DATA SUPPLIED:
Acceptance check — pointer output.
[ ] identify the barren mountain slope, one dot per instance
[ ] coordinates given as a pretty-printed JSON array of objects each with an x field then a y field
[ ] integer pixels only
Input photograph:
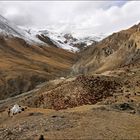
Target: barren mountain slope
[
  {"x": 23, "y": 66},
  {"x": 118, "y": 50}
]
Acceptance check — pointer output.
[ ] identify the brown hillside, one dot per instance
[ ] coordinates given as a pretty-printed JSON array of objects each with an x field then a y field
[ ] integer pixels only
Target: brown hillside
[
  {"x": 23, "y": 66},
  {"x": 118, "y": 50}
]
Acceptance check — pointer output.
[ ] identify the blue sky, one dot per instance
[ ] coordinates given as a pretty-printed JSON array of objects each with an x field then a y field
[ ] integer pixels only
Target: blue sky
[{"x": 81, "y": 17}]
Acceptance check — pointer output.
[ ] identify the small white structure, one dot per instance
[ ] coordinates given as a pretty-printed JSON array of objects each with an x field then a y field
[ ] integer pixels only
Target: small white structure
[
  {"x": 62, "y": 78},
  {"x": 15, "y": 109}
]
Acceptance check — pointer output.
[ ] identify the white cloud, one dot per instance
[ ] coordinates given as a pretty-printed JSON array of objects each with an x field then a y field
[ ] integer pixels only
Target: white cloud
[{"x": 83, "y": 17}]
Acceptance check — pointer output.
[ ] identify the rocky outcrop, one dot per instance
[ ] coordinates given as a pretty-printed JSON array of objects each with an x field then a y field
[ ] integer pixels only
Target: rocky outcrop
[{"x": 118, "y": 50}]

WORK TO DO: All of the entries need to be transcribed word for word; pictures are left out.

ANSWER TO THE PROBLEM:
Acceptance check — pointer output.
[ ] identify the barren mountain slope, one dot per instance
[ ] coordinates given as a pretty-printed JSON array of objects each with an x field then a y field
[ ] integer pixels only
Input photograph:
Target: barren mountain slope
[
  {"x": 23, "y": 66},
  {"x": 118, "y": 50}
]
Acceptance check — pointer output.
[ ] identify the brown hillside, one dot per instance
[ ] coordinates given as a pretty-printed JSON array of objects each with an x field then a y field
[ ] integer pixels only
Target: brown hillside
[
  {"x": 23, "y": 66},
  {"x": 118, "y": 50}
]
Acceptance check — pointer output.
[ ] identify the blue sky, one dot per instance
[ ] coordinates given as a pretty-printed JSON array of objects each with an x field then a y field
[ ] integer pixels only
Target: blue sky
[{"x": 81, "y": 17}]
Acceptance check — pointer output.
[ ] identify the small white structure, one dot per instance
[ ] coordinates given as a pretty-printed JSON array of objects each with an x field then a y field
[ ] integer pixels only
Target: small white structure
[
  {"x": 62, "y": 78},
  {"x": 15, "y": 109}
]
Acceptance check — pointer output.
[ ] identify the white cloud, one dot per instance
[ ] coordinates given as a pretty-printed JSON array of objects each with an x field then a y field
[ ] integer pixels only
Target: white cloud
[{"x": 83, "y": 17}]
Acceptance check — pointer output.
[ ] identify the rocky outcrop, one dot per instance
[ ] coordinates given as a pretty-printed JSON array of objects each with an x field then a y field
[ ] integer pixels only
Target: rocky outcrop
[{"x": 118, "y": 50}]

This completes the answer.